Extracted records

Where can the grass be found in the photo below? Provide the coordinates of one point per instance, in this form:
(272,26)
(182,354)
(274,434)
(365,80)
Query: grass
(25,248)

TO DO: Transcribe every entry exactly, omitting nothing.

WRITTEN RESPONSE:
Where can the grass be found in the photo below? Provide the coordinates of one point per instance, in this form:
(272,26)
(182,354)
(274,434)
(365,80)
Query: grass
(25,248)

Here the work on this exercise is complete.